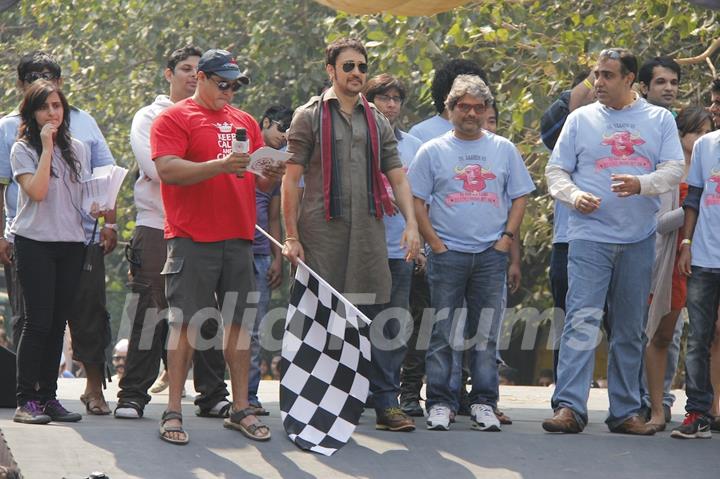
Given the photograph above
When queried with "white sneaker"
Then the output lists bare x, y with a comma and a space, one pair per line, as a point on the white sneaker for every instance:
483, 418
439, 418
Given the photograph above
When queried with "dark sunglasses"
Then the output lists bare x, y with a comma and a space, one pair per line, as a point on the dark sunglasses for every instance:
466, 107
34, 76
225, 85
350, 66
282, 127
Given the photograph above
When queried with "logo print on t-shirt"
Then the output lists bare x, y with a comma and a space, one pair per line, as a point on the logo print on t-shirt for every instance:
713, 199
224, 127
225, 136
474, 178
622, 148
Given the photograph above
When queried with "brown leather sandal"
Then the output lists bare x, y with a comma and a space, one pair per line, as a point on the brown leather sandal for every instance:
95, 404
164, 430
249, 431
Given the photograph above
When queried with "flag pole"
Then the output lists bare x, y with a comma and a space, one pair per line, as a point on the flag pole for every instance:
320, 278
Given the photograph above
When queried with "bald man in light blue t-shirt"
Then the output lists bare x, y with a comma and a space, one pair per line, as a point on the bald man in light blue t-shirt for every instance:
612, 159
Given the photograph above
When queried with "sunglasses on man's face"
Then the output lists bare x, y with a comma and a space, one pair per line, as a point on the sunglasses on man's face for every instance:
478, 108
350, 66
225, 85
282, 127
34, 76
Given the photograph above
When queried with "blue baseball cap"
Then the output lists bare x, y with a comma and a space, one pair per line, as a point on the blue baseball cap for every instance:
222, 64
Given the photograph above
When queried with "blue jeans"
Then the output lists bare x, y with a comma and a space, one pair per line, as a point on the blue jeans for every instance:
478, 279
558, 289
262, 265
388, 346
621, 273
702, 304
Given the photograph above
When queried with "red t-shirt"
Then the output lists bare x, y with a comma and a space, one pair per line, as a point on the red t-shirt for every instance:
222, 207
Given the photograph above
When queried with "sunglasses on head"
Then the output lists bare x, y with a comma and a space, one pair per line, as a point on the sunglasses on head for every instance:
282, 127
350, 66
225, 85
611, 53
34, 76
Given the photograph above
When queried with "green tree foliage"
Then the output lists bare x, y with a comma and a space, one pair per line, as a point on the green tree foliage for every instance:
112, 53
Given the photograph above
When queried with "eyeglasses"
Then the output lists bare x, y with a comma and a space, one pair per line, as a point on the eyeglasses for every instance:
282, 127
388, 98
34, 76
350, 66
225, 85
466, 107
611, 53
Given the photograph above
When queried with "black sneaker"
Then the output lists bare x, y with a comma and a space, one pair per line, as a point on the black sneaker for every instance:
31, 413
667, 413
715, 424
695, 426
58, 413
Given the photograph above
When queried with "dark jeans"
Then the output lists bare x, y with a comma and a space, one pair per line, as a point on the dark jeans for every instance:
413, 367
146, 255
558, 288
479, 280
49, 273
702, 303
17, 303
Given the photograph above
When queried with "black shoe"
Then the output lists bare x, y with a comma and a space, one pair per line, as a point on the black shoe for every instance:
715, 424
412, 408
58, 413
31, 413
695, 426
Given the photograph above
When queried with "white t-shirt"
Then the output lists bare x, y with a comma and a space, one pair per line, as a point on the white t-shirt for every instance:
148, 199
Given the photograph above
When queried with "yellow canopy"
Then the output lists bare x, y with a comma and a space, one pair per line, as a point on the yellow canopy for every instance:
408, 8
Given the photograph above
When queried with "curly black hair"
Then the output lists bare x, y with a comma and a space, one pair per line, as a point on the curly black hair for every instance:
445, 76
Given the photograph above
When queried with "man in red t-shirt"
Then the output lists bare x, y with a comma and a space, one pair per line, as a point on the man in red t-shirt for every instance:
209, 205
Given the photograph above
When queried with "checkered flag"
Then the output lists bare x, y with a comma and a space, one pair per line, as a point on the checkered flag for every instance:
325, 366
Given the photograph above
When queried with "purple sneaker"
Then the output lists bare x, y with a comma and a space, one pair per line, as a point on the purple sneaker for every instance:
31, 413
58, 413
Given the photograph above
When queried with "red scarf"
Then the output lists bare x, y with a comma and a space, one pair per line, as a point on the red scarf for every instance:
------------------------------------------------------------------------
» Your goal: Transcribe the listing exactly; skip the pictures.

» Solution:
Given the photograph above
When queried with "white sneaker"
Then the output lists bare x, y with a comma and a space, one pair per line, as a point on the white sneaker for every instance:
483, 418
439, 418
Given the photograph above
When queried with "dark sunglasses"
Then the output lists bare x, y with a comma and a space, one pair per line, as a point on the dark sunglasses for every instance:
466, 107
34, 76
225, 85
350, 66
282, 127
Given the photograph above
When queried with "logo print on t-shirt"
Then the output lists bare x, y with a comma and a space, one pair per line, as a point on the logo print on t-shirt for every instance:
713, 199
224, 127
225, 136
474, 178
622, 148
Given the photograph above
When queried with "brown leather sandal"
Then the output lists bare x, y with a comma and a space, one pair per line, as a point on the brown leather sandal for every instance:
95, 404
164, 430
249, 431
Given the photograph above
When queried with "flag pole"
Then the output lists bare x, y with a comma and a space, one pair per line, as a point on the flag pole for every instance:
320, 278
Given the photograph above
When queried with "bald man in light blue t-shirt"
Then the output lists bare x, y with a comma and a space, one pair per line, as a point on the bald man in light blue t-shirt for every instance:
612, 159
Given the photograph above
When queried with "sunglasses on man's face"
Then the output lists bare x, y with a comma and a space, one pair per line, as a point on the sunglasses on man's face for every instance:
478, 108
350, 66
225, 85
282, 127
34, 76
Given the photograph above
When queried with "blue baseball cap"
Then the output lists bare x, y with a comma and a space, one pair per line, as a point on the blue baseball cap for every instance:
222, 64
Given the photograph above
When queried with "blue jeans"
Then the output lists bare x, y with a comma and a space, one pair per line, as a point on the blue jeans for every instance:
478, 279
558, 289
262, 265
388, 346
621, 273
702, 304
Given the photograph above
When queried with "red t-shirt"
Then the output lists bare x, y with a comma and a space, one pair per line, as a point on the red t-shirt for every instance:
222, 207
Given the photograph above
When queried with "sunglasses on head"
Then the output lists bare x, y with a comma and a space, one pair per line, as a point on the sunglasses on head for every instance:
282, 127
350, 66
225, 85
611, 53
34, 76
Given the photograph above
When queried with "green tree foliage"
Then the output lists bare x, y with a comma and a space, one pair per line, as a point on the green tree foliage for every instance:
112, 53
Given the photograph above
When queried with "eyeglasses"
Then the output lists bare x, y with a comma and a space, one pair per line, as a point on the eyeglasses for every instance:
282, 127
388, 98
34, 76
350, 66
225, 85
466, 107
611, 53
Given the photograph above
When queried with "black sneaker"
Then the output lists bare x, y with a comma and a space, one pair per line, as a point on the black sneaker for every instance:
31, 413
667, 413
715, 424
695, 426
58, 413
Given the photograph above
When queried with "dark jeans"
Then the output lists bare x, y with a comma and a space, one pair per line, as a point on the dark jeans for every instance:
413, 367
146, 255
558, 288
479, 280
49, 273
702, 303
17, 303
Given the photograph above
When queried with "black shoe"
Then the output lists bare x, y with a comma and a space, one pair per line, as a point on the black shoe for every instance:
715, 424
412, 408
58, 413
31, 413
695, 426
Given the photograph above
When queried with "white t-shirt"
Then the output lists bare x, y with a comma and a space, one pair per line, as a point on the white t-shirt for every instance:
148, 199
Given the photograph above
When queried with "yellow canopy"
Then the output lists bare x, y with a comma and a space, one pair per line, as a point on the yellow canopy for every instance:
408, 8
Given the photograph above
When queried with "curly black hair"
Then the output lists bare x, y with a comma and a space, one pair per line, as a point on the curly black hair for every instance:
445, 76
Given the photograph above
When queried with "man in red t-shirt"
Then the output lists bare x, y with a comma and a space, one pair per line, as a point on the man in red t-shirt for every instance:
209, 205
Given the photograph above
When queried with "checkered flag"
Then the output lists bare x, y with a comma and a space, one pair per line, as a point on the checkered flag for every instance:
325, 366
Given the photograph above
When queried with "purple sneaker"
Then the output lists bare x, y with a comma and a space, one pair per line, as a point on the purple sneaker for every instance:
31, 413
58, 413
Given the photograph above
When queried with "red scarf"
Then the output lists bare x, y with a comma and a space, one pair per line, as a point on the red scarf for every instance:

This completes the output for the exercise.